Но где наш великий писатель сегодня, и как мы можем применить этот тест к нему? Если он обращается легкомысленно с Королем — он отправляется в тюрьму, а если он обращается серьезно хотя бы с физическими тайнами горничной — он снова отправляется в тюрьму, только под другим предлогом. И в том, и в другом случае мы все кричим: «Так ему и надо!»
Нам должно быть приятно чувствовать, что мы не могли бы опуститься ниже. Нам не остается ничего, кроме как подняться. Прилив поворачивает в отлив так же, как и в прилив.
19 марта. — «Смотрите на Республику, — однажды красноречиво воскликнул г-н Брайан, ныне Государственный секретарь Соединенных Штатов, — решающую проблему цивилизации, ускоряющую приход Всеобщего Братства, Республику, которая дает свет и вдохновение тем, кто сидит во тьме... Республику, постепенно, но верно становящуюся высшим моральным фактором в прогрессе мира!»

========================================

=== УСЛОВИЕ ЗАДАНИЯ ===
Можете дословно переписать фрагмент отрывка от слов «Но где наш великий» до слов «и в прилив.»? Опирайтесь только на отрывок.

========================================

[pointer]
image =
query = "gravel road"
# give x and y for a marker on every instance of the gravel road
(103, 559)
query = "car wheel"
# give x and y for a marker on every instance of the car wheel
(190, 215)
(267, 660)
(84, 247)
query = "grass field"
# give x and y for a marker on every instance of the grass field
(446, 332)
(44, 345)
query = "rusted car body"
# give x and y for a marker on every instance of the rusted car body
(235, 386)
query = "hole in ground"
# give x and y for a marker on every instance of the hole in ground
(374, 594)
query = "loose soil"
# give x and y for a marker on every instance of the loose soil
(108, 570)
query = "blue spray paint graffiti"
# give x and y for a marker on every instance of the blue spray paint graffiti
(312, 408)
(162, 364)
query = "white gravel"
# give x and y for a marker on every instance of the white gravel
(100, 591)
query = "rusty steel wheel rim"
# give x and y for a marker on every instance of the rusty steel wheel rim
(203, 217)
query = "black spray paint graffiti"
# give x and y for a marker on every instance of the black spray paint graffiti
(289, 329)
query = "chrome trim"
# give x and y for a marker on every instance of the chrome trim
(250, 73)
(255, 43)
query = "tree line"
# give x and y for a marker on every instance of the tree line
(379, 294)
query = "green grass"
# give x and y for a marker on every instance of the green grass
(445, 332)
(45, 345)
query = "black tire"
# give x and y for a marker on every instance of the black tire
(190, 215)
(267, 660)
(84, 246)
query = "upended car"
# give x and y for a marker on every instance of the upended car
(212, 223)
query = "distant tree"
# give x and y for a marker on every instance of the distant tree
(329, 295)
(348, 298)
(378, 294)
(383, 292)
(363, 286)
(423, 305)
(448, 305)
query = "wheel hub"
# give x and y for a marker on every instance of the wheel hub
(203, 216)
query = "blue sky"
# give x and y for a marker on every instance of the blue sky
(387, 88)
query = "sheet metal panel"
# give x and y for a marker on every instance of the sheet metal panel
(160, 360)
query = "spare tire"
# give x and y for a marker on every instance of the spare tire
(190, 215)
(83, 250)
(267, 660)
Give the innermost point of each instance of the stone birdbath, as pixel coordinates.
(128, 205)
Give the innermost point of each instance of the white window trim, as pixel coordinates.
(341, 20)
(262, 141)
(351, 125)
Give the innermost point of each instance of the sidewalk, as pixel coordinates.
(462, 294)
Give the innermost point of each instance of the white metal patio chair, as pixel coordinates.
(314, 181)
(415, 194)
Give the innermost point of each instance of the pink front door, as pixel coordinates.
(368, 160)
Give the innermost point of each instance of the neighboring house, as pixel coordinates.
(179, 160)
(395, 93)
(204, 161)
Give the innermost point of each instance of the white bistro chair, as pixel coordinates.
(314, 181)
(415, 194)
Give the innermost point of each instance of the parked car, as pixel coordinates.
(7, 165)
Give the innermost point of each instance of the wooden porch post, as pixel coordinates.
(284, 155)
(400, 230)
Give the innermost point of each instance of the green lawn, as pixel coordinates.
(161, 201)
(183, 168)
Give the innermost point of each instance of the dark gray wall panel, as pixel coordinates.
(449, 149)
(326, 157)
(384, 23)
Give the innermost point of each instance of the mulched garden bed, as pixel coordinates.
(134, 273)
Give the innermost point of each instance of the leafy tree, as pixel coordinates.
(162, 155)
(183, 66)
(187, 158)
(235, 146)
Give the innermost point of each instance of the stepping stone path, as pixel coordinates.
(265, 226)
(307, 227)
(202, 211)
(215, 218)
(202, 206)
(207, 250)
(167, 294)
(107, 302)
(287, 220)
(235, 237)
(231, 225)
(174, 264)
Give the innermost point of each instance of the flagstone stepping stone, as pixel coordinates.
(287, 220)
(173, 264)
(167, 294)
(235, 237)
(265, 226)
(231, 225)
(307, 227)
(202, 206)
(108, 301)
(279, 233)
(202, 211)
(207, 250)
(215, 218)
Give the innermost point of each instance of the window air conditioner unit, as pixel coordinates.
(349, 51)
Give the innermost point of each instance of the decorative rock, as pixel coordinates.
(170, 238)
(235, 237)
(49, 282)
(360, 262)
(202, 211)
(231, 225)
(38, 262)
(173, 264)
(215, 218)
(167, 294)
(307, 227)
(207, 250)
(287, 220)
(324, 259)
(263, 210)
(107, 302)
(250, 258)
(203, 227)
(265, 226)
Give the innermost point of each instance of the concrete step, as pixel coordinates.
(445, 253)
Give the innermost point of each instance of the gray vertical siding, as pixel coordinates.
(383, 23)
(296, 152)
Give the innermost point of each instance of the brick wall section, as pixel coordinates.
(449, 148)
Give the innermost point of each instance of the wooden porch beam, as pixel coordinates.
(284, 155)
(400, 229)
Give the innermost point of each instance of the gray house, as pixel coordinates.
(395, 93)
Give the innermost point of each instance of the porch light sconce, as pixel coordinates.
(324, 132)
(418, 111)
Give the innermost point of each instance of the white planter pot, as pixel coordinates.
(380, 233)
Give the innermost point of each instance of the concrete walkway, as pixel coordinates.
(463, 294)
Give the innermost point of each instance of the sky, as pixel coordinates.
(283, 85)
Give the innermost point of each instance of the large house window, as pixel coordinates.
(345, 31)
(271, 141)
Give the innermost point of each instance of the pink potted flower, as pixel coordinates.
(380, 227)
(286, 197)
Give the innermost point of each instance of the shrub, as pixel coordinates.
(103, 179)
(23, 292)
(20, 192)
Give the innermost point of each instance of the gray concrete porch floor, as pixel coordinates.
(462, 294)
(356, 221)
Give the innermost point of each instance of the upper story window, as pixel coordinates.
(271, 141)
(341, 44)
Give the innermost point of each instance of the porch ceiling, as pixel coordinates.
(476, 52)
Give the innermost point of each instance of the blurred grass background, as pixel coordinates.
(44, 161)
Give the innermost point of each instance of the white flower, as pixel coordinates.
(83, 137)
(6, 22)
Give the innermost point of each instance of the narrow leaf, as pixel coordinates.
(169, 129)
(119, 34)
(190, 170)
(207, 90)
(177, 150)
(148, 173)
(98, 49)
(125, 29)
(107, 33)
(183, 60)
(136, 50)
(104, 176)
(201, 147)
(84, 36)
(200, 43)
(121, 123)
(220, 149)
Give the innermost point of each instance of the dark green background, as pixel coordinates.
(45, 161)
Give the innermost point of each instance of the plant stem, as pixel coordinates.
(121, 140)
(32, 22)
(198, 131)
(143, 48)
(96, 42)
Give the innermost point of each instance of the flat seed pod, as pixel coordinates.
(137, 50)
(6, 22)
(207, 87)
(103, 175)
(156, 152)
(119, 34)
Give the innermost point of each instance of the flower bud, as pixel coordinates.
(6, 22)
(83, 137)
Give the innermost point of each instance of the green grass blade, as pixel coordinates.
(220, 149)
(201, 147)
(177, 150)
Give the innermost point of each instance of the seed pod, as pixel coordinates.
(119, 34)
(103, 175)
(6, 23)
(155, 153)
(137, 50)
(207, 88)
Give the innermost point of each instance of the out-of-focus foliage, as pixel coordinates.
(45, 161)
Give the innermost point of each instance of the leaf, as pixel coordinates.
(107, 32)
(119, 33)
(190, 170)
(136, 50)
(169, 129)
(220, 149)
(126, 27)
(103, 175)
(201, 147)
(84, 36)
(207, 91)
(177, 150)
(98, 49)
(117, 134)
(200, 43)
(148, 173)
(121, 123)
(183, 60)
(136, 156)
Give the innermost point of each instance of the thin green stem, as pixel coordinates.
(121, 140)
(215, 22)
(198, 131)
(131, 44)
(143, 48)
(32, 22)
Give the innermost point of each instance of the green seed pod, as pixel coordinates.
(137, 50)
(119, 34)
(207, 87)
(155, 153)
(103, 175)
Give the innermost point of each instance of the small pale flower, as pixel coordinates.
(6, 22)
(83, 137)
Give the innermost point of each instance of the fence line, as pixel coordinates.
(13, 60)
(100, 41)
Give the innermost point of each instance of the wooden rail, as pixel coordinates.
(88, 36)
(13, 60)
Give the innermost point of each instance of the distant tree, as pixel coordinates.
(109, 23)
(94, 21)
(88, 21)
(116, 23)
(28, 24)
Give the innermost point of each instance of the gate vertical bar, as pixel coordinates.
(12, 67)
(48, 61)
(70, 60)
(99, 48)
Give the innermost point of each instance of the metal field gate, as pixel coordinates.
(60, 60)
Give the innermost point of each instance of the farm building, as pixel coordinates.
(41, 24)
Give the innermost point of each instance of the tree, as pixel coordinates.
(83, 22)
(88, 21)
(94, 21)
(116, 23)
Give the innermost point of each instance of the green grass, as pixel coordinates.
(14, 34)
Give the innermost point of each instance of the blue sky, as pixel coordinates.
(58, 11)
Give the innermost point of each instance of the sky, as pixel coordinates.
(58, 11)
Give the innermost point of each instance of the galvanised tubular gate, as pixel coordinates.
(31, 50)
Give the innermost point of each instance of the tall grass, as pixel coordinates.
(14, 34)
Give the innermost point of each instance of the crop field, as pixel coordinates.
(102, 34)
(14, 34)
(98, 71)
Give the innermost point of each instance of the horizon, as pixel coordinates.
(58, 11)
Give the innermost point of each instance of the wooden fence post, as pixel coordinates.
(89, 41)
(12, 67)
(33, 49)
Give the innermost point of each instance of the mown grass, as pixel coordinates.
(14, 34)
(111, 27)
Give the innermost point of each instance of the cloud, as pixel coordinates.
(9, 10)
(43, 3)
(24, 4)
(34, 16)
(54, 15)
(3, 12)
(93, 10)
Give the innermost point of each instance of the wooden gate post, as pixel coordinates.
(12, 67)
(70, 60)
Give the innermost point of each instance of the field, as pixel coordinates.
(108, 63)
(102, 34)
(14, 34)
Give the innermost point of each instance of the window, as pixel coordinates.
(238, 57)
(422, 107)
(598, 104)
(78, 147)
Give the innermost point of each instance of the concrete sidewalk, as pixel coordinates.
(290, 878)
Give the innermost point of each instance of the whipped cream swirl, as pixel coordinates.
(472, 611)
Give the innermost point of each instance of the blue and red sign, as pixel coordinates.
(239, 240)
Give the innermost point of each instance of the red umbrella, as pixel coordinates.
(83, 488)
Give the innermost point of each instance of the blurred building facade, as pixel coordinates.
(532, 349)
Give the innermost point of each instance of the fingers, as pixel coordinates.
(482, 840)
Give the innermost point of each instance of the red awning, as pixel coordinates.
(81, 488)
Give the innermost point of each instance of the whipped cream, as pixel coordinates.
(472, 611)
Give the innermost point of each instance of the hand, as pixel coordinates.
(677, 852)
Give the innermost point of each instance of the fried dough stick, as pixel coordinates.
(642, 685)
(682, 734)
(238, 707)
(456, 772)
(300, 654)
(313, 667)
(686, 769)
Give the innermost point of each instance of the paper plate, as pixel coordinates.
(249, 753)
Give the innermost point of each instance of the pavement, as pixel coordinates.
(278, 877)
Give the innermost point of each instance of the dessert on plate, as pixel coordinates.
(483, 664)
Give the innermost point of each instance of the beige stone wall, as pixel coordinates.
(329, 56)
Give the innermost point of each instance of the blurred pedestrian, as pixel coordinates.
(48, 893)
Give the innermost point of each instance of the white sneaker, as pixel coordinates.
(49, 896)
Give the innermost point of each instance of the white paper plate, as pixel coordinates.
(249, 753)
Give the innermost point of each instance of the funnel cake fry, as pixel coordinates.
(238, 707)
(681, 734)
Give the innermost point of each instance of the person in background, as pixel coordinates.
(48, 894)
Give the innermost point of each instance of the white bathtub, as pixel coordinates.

========================================

=== ПОЛНЫЙ ОТВЕТ ===
Но где наш великий писатель сегодня, и как мы можем применить этот тест к нему? Если он обращается легкомысленно с Королем — он отправляется в тюрьму, а если он обращается серьезно хотя бы с физическими тайнами горничной — он снова отправляется в тюрьму, только под другим предлогом. И в том, и в другом случае мы все кричим: «Так ему и надо!»
Нам должно быть приятно чувствовать, что мы не могли бы опуститься ниже. Нам не остается ничего, кроме как подняться. Прилив поворачивает в отлив так же, как и в прилив.